> To do:
Transcribe word for word each line from the one containing "Query: green shrub" to the final line of the data, both included. Skip the pictures.

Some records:
-=-=-

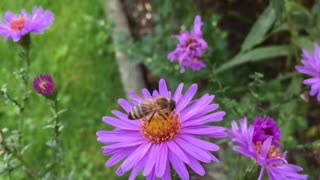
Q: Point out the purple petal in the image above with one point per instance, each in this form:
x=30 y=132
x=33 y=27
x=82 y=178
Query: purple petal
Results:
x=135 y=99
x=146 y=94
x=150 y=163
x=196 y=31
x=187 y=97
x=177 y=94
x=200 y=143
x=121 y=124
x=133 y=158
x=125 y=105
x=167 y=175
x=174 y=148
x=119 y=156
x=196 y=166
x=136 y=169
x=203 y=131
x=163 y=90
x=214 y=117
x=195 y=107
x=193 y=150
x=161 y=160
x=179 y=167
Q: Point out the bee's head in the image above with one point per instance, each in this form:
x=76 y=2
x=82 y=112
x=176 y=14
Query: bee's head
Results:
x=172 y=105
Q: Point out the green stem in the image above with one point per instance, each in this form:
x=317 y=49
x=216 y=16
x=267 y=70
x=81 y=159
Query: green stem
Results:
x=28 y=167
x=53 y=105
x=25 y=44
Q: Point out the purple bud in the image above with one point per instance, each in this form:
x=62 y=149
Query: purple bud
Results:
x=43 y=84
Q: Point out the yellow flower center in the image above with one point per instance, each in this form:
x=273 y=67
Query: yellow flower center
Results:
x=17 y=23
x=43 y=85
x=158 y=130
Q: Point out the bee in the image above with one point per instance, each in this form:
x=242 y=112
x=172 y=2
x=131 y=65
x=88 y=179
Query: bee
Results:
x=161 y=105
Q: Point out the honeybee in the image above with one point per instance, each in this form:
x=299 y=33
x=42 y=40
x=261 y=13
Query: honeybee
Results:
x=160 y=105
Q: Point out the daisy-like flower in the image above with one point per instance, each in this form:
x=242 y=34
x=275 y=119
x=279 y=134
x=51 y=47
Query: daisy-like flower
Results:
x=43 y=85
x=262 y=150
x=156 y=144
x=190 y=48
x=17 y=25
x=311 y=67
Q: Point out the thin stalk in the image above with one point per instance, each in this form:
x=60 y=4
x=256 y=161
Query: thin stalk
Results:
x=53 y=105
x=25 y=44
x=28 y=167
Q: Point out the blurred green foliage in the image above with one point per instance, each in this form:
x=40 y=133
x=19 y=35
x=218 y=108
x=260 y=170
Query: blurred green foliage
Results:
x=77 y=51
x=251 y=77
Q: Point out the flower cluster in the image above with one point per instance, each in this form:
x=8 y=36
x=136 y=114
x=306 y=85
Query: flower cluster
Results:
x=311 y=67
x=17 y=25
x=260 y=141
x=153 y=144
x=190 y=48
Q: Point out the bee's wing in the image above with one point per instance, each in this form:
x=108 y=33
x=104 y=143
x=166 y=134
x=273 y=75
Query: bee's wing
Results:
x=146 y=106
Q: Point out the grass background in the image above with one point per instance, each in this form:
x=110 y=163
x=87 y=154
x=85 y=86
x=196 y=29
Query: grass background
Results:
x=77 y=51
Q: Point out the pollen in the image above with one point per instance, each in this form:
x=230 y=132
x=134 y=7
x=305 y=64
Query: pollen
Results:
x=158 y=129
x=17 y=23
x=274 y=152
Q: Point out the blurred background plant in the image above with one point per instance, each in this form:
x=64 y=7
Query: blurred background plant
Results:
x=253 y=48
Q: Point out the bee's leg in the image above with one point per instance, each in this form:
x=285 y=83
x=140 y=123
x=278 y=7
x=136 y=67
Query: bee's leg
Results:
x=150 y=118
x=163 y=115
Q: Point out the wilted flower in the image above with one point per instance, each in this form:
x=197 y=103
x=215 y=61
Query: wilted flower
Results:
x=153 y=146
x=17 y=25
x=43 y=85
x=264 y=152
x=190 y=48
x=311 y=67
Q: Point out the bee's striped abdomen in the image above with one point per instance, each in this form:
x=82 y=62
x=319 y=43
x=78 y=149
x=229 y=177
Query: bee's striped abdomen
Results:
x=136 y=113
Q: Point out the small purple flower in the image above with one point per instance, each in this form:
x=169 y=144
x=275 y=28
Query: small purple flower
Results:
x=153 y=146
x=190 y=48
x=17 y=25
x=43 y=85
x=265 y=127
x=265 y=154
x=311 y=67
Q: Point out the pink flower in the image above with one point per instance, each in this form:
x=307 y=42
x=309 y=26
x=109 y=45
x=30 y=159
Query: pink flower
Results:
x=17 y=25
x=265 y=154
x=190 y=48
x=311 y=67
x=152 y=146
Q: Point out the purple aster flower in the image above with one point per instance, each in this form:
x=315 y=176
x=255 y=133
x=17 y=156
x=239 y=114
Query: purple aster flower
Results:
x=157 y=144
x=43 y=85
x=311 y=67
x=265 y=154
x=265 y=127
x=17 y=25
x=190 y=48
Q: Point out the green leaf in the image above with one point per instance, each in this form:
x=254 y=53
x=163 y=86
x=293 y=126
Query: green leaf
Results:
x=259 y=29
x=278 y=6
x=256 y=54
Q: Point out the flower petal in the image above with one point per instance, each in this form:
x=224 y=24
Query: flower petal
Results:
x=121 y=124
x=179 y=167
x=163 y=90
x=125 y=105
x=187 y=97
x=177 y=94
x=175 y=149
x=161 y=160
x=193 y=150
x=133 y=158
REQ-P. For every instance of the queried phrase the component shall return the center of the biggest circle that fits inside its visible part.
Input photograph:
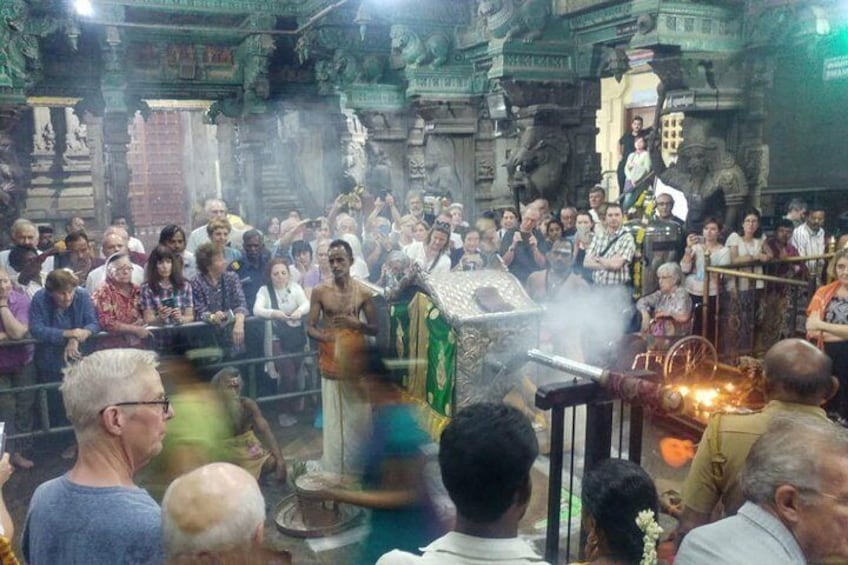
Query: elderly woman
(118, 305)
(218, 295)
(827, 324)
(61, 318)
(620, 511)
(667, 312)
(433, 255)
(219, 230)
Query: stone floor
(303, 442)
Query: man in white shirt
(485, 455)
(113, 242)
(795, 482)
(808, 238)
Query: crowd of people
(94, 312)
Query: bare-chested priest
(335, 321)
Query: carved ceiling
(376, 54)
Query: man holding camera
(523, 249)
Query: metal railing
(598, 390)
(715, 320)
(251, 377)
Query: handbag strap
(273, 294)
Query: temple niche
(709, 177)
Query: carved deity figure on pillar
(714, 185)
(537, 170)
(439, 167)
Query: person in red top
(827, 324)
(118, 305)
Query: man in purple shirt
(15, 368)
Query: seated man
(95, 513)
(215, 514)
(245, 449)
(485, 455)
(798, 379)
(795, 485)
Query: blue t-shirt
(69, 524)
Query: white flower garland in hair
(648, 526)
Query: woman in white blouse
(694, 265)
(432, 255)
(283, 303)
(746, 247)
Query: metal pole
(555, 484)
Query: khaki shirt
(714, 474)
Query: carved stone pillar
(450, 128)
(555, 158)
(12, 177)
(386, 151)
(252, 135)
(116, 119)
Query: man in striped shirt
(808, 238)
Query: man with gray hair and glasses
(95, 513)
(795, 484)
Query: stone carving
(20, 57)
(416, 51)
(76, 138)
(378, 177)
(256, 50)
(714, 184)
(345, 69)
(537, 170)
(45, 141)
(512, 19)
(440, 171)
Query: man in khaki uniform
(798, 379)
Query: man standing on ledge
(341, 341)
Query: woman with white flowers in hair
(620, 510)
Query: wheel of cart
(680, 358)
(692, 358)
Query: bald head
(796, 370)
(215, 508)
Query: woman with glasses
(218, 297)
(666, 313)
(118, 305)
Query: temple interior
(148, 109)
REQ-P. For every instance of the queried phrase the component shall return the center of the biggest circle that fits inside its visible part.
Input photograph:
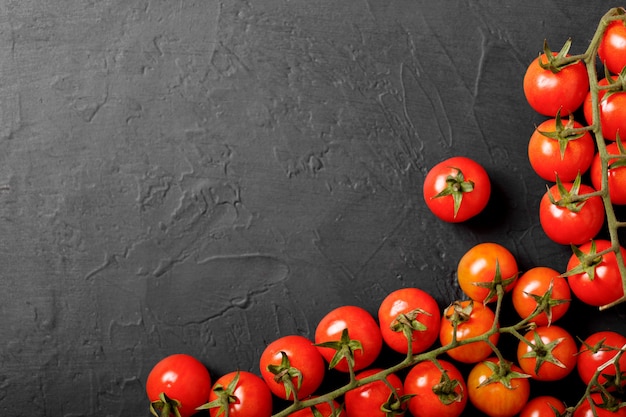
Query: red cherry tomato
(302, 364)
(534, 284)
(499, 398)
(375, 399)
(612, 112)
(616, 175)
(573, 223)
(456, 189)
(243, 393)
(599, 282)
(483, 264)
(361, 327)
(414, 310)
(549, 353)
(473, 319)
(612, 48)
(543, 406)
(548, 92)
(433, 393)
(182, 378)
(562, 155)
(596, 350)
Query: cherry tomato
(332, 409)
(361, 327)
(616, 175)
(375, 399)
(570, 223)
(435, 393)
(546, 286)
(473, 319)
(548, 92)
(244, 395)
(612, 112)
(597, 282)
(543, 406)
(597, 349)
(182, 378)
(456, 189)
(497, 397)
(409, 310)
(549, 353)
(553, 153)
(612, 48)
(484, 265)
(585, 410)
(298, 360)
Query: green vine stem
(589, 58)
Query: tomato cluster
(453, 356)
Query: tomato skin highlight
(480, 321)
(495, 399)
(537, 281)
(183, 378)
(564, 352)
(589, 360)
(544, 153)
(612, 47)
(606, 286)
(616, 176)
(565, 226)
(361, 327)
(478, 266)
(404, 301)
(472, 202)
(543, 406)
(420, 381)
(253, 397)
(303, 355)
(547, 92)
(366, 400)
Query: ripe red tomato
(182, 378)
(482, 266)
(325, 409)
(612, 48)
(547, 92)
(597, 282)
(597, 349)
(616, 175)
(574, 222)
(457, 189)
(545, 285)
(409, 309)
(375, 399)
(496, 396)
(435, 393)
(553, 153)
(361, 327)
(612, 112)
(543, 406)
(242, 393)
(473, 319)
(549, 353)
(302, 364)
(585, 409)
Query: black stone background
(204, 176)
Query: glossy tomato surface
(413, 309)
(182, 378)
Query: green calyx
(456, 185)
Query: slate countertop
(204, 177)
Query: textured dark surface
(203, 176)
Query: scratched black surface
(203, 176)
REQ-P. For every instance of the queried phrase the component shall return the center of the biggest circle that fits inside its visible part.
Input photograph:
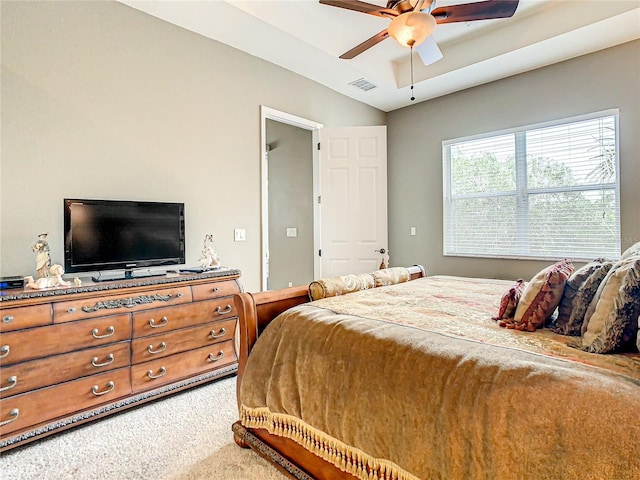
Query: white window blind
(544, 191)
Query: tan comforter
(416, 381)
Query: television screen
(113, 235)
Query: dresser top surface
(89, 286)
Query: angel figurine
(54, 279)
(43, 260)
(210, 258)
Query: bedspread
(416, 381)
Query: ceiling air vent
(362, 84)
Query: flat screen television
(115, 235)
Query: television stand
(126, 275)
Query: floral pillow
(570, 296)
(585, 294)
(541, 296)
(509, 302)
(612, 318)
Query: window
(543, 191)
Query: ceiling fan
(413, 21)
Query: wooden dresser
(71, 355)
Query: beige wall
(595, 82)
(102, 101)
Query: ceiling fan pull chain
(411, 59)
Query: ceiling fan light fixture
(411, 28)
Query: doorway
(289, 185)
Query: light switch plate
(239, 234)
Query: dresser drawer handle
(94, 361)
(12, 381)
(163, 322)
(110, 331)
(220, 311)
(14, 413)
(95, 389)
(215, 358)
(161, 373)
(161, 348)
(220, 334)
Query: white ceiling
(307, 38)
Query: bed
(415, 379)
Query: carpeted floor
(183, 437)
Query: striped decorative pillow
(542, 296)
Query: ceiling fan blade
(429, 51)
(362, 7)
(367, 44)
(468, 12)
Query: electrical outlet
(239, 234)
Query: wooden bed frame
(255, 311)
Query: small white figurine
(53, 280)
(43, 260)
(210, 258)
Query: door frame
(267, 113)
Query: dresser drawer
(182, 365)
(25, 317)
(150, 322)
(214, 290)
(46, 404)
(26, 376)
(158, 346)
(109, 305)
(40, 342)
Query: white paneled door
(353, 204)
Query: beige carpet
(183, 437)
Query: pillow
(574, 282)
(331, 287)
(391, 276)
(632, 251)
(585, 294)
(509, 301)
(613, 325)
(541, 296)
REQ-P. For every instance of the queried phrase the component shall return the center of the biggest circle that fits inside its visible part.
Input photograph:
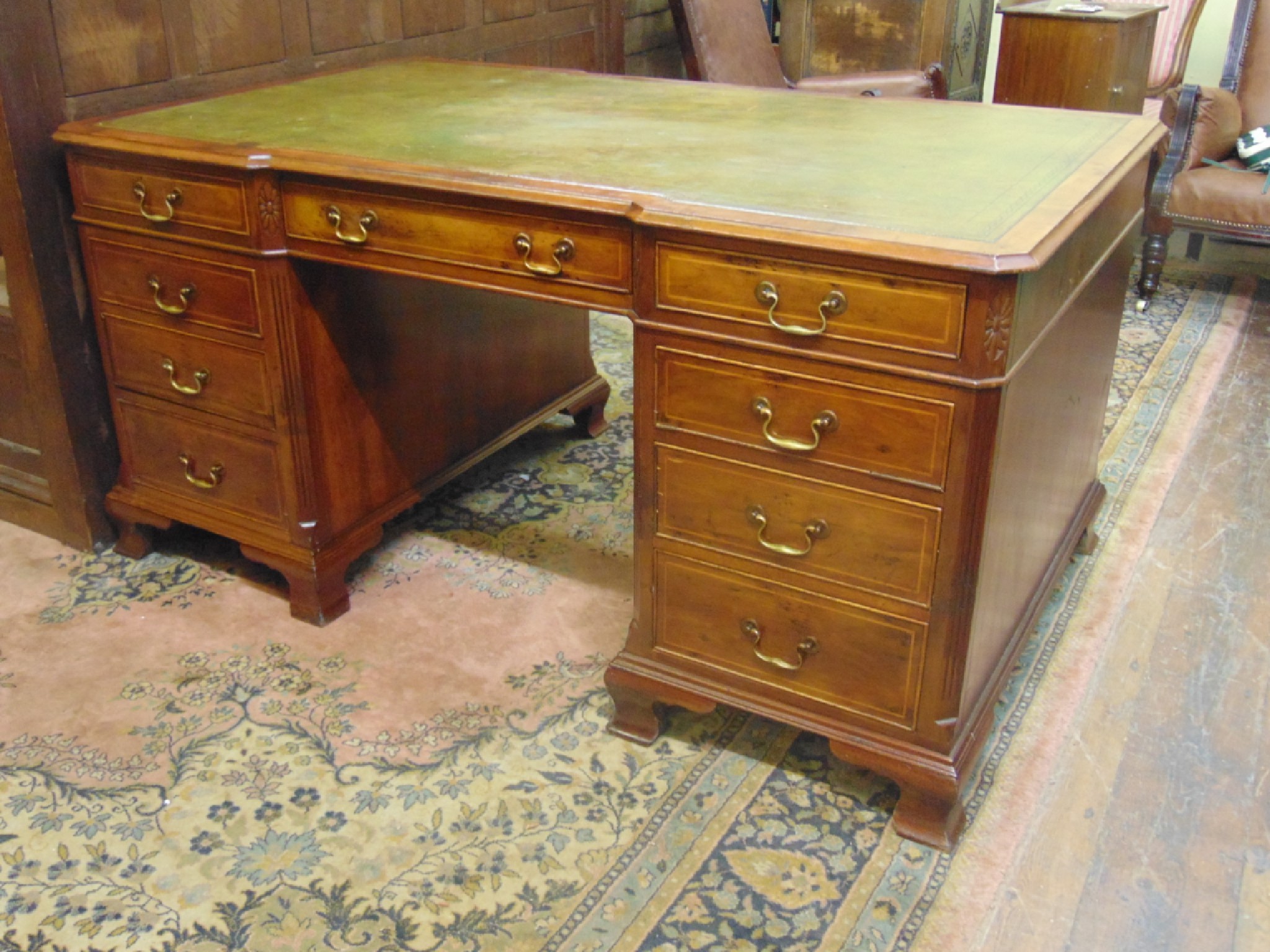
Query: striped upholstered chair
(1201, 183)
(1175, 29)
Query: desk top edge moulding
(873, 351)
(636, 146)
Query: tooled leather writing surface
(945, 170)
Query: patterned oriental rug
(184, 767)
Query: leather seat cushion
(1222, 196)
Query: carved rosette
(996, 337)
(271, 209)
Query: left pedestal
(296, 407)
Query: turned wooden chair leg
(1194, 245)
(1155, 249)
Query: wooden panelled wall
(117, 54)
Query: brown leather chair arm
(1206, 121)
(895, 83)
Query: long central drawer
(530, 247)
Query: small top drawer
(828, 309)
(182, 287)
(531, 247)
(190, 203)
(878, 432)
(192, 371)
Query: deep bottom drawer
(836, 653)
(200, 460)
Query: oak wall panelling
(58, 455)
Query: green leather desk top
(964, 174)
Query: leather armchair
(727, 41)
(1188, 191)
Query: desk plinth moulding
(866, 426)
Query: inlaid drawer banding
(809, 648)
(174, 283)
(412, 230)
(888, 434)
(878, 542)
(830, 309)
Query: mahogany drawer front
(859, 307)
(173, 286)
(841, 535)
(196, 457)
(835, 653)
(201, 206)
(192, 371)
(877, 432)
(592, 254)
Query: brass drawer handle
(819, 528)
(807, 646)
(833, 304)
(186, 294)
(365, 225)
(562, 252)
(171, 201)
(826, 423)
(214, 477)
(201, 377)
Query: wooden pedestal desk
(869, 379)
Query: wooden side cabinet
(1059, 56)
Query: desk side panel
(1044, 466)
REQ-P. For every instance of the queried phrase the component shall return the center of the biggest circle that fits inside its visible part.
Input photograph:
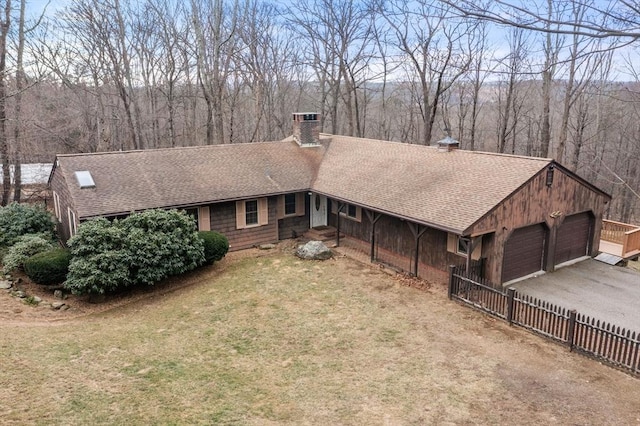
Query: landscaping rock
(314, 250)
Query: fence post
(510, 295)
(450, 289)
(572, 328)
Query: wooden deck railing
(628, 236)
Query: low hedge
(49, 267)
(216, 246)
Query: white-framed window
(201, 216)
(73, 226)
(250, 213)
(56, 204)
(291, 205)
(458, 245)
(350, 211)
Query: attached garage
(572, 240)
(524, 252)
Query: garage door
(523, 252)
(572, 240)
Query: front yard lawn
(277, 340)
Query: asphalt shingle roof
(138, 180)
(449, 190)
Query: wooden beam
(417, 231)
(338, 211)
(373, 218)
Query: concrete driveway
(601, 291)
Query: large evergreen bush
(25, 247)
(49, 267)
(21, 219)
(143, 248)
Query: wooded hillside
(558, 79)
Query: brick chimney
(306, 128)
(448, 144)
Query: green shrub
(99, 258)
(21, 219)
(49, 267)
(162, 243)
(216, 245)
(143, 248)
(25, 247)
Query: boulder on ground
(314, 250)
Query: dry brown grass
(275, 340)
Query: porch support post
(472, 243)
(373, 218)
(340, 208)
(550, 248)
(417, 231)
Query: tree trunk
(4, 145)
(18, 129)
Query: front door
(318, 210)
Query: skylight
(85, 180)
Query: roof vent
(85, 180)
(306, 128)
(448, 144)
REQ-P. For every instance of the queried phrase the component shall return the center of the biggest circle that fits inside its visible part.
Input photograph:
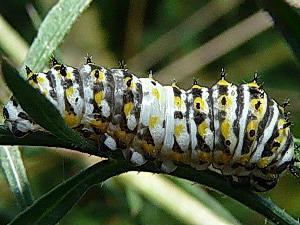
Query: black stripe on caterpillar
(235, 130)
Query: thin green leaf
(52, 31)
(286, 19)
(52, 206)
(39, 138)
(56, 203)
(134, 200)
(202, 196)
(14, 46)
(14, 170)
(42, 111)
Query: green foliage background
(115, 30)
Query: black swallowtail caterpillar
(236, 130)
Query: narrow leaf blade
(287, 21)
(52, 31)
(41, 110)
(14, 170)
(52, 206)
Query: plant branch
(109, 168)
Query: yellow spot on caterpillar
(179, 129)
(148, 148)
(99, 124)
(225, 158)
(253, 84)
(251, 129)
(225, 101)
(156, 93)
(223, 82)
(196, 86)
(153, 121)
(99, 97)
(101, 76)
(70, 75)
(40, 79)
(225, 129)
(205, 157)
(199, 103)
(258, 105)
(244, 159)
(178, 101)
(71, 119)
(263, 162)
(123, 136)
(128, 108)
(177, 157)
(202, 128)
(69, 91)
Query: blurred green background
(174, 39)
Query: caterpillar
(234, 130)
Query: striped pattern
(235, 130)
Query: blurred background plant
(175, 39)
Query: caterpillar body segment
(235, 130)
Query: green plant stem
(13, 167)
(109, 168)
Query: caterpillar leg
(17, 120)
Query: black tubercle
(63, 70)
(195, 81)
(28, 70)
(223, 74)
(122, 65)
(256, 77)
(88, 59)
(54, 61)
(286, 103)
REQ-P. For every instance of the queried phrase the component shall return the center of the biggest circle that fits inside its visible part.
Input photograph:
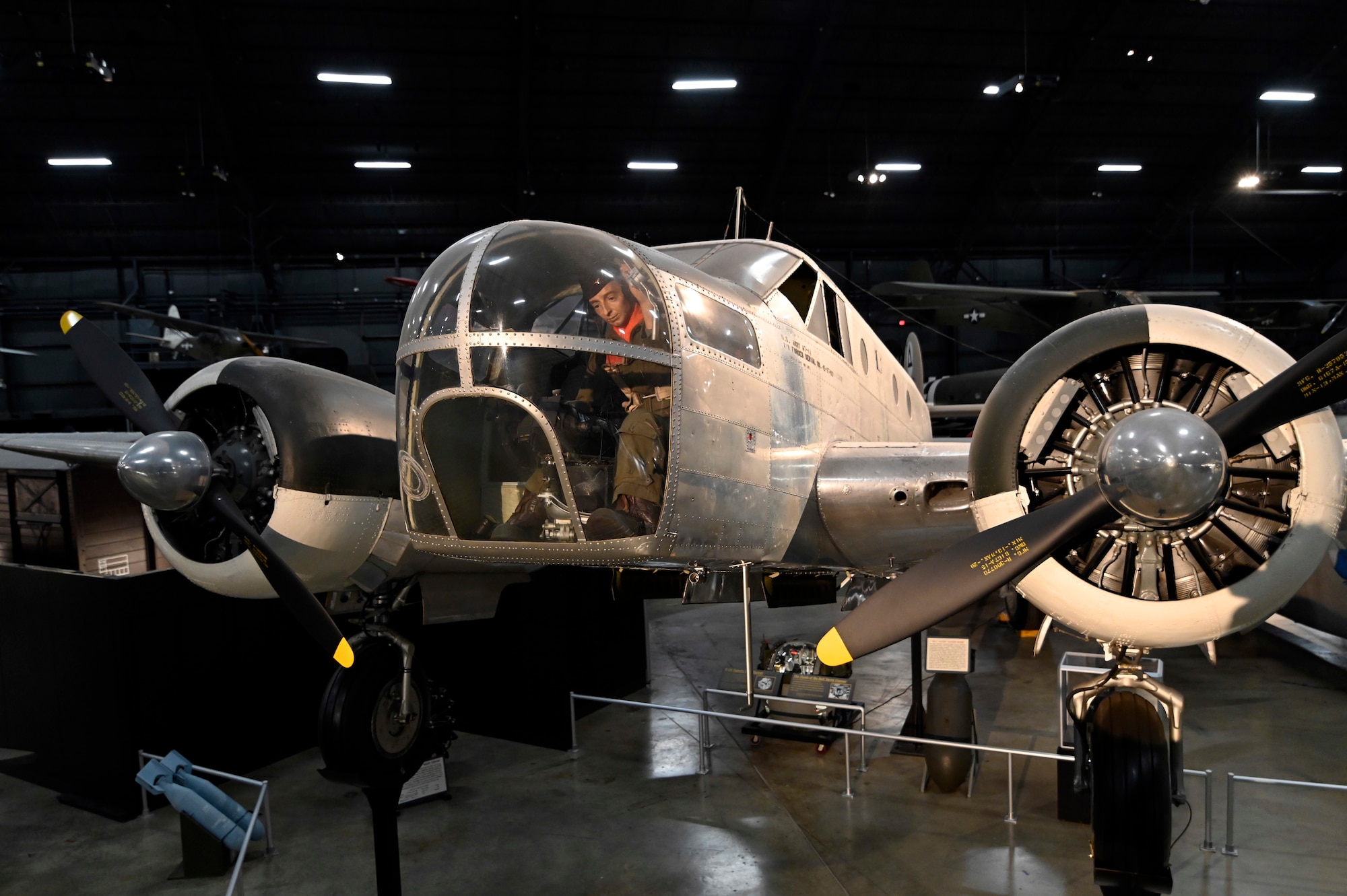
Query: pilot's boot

-=-=-

> Solution to the problem:
Query: green shrub
(99, 258)
(21, 219)
(49, 267)
(162, 243)
(216, 245)
(143, 248)
(25, 247)
Query: boulder on ground
(314, 250)
Query: dry brown grass
(275, 340)
Query: porch support post
(472, 243)
(373, 218)
(340, 208)
(550, 248)
(417, 231)
Query: tree trunk
(4, 145)
(18, 129)
Query: front door
(318, 210)
Query: skylight
(85, 180)
Query: roof vent
(85, 180)
(306, 128)
(448, 144)
REQ-P. For every instance of the queried phrase the component shall return the center of the biggest circle that fits inside its visible part.
Input photograph:
Query: black stripe on caterpillar
(235, 130)
Query: thin green leaf
(52, 31)
(286, 19)
(52, 206)
(39, 138)
(56, 203)
(134, 200)
(202, 196)
(14, 46)
(14, 170)
(42, 111)
Query: green foliage background
(115, 30)
Query: black swallowtail caterpillar
(236, 130)
Query: narrow leaf blade
(287, 21)
(52, 31)
(41, 110)
(14, 170)
(52, 206)
Query: plant branch
(109, 168)
Query: yellow spot on caterpillar
(179, 129)
(148, 148)
(99, 124)
(225, 158)
(253, 84)
(251, 129)
(225, 101)
(156, 93)
(223, 82)
(196, 86)
(153, 121)
(99, 97)
(101, 76)
(70, 75)
(40, 79)
(225, 129)
(205, 157)
(199, 103)
(258, 105)
(244, 159)
(178, 101)
(71, 119)
(263, 162)
(123, 136)
(128, 108)
(177, 157)
(202, 128)
(69, 91)
Query: blurred green background
(174, 39)
Query: caterpillar
(234, 130)
Query: striped pattern
(235, 130)
Query: blurred background plant
(175, 39)
Query: caterpillar body segment
(235, 130)
Query: green plant stem
(13, 167)
(109, 168)
Query: caterpillar leg
(17, 120)
Query: black tubercle
(63, 70)
(195, 81)
(28, 70)
(223, 74)
(122, 65)
(256, 77)
(88, 59)
(54, 61)
(286, 103)
REQ-P. For every instance of the queried phrase the component shall return the center of the biggest circle that fits inside its visible part.
Input photograph:
Query: pilot's boot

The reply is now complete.